SUPPLIED INFORMATION →
☆ ☆ ☆ ☆ ☆ ☆ ☆
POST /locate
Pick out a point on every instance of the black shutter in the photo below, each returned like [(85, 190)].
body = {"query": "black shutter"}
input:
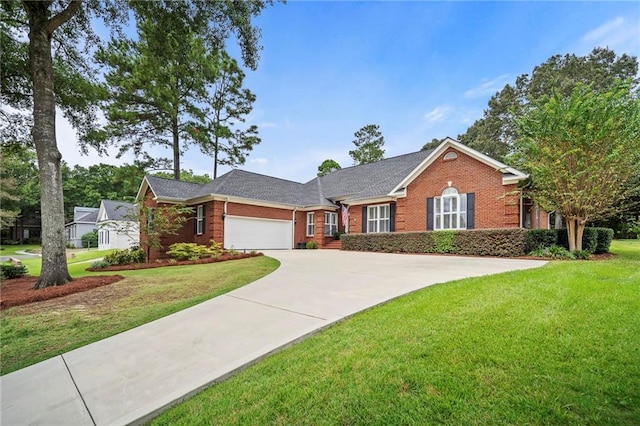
[(195, 220), (364, 220), (392, 217), (471, 204), (204, 219)]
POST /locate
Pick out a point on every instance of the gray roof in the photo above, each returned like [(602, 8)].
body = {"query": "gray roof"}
[(119, 210), (352, 183)]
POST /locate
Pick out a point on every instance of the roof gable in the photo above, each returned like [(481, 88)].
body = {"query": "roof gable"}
[(509, 174)]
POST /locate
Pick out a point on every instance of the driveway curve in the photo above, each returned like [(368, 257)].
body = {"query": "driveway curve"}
[(130, 377)]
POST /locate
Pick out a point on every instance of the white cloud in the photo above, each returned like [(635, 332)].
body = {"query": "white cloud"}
[(618, 34), (260, 160), (487, 87), (438, 114)]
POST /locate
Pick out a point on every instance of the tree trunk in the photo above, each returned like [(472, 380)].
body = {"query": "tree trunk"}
[(215, 158), (54, 262), (176, 148), (579, 233), (571, 233)]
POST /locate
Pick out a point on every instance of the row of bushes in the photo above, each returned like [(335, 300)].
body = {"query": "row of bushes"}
[(594, 240), (9, 271), (490, 242)]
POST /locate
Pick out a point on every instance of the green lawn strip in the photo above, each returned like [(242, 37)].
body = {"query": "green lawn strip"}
[(553, 345), (77, 264), (152, 294), (11, 250)]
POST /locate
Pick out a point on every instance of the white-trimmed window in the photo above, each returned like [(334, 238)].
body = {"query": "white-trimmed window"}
[(311, 226), (330, 223), (450, 210), (200, 219), (378, 218)]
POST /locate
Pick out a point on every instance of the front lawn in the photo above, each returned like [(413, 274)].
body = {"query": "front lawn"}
[(553, 345), (41, 330)]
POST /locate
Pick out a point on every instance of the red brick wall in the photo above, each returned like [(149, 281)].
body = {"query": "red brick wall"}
[(496, 205)]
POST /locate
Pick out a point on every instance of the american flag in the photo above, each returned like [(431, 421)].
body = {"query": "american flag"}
[(345, 216)]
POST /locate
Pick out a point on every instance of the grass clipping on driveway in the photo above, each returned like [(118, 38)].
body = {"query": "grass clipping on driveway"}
[(553, 345), (41, 330)]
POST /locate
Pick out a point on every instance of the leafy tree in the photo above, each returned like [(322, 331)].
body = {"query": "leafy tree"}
[(431, 145), (51, 69), (495, 133), (582, 152), (327, 167), (229, 103), (368, 142)]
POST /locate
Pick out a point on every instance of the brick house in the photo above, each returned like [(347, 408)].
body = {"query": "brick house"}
[(449, 187)]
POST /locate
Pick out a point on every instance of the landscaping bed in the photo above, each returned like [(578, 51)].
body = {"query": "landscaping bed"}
[(169, 262), (19, 291)]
☆ ☆ ☆ ☆ ☆ ☆ ☆
WHAT YOU SHOULD DO → Take the listing and print it again exactly, but without any pictures.

REPLY TO THE EXERCISE →
POST /locate
Pick out a point on every instance of the black shutter in the photo below, each returned like [(85, 190)].
body = {"query": "black shutter"}
input:
[(195, 220), (364, 220), (392, 217), (471, 204), (204, 219)]
POST /locate
Pick out a point on every instance of the gray roof in the photo above, each returned like [(602, 8)].
body = {"query": "gray roof"}
[(119, 210), (352, 183)]
POST /locate
Pick out a point on every instance of the roof gable in the photo above, each returned like [(481, 88)].
body = {"query": "roof gable"}
[(509, 174)]
POST /locate
Pick out a point on every instance of the driveway curve in the photo above, each returned like [(368, 257)].
body = {"query": "driveway curve"}
[(130, 377)]
POST /locate
Pick out a point on every instance of the white cloud in the photo above, each returned like [(635, 332)].
body = {"query": "white cloud"}
[(618, 34), (260, 160), (487, 87), (438, 114)]
POST /locate
Pick out a point on every instance of the tree trunk in the photo above, each returned like [(472, 380)].
body = {"query": "tree trunk"}
[(215, 158), (54, 262), (176, 148), (579, 233), (571, 233)]
POST /locate
Pick out a point on every instance of the row of bushes in the photo above, each returned like [(335, 300)].
body = {"query": "row of bushes"}
[(594, 240), (9, 271), (490, 242)]
POST /locate
Pick out a point on every instance of the green lawn strip in the photo above, each returned like [(242, 37)].
body = {"query": "green lawn strip"}
[(553, 345), (77, 264), (152, 294), (11, 250)]
POST /locate
Pick out a point on every instance of the white-trimmed window in the photo above, each returned like [(334, 238)].
body = {"query": "white-trimmed window"}
[(311, 226), (330, 223), (450, 210), (200, 219), (378, 218)]
POST /locate
Pick out a point on every instance of the front lawn in the photo above, each returned like [(413, 274)].
body = {"query": "front lawn"}
[(553, 345), (41, 330)]
POST /locate
Pick out a point on every instance of the red brick wall in the photo above, each returned like [(149, 281)].
body = {"query": "red brick wall"}
[(496, 205)]
POST /locate
Pick out a point on every instance of the american flag in the photo above, each returned like [(431, 421)].
body = {"query": "american flag"}
[(345, 216)]
POST /locate
Pick out a point on every instance of the grass clipping on driveway in the photo above, each returned like [(118, 38)].
body = {"query": "grass clipping on driveway"}
[(553, 345), (41, 330)]
POST /locate
Pick out a point on every instance of the leafy tree in the photo above, each returned like [(322, 331)].
body = {"query": "leafy tree"}
[(431, 145), (51, 69), (495, 133), (582, 152), (327, 167), (229, 103), (368, 142)]
POST /locate
Pick out a point on every instance of the brick house in the photo above, each returned like [(347, 408)].
body = {"query": "brick house"}
[(449, 187)]
POST /locate
Pick out a point on every instance of the landscaping bed in the photo above, each returned like [(578, 51)].
body = {"query": "landscaping bed"}
[(169, 262), (19, 291)]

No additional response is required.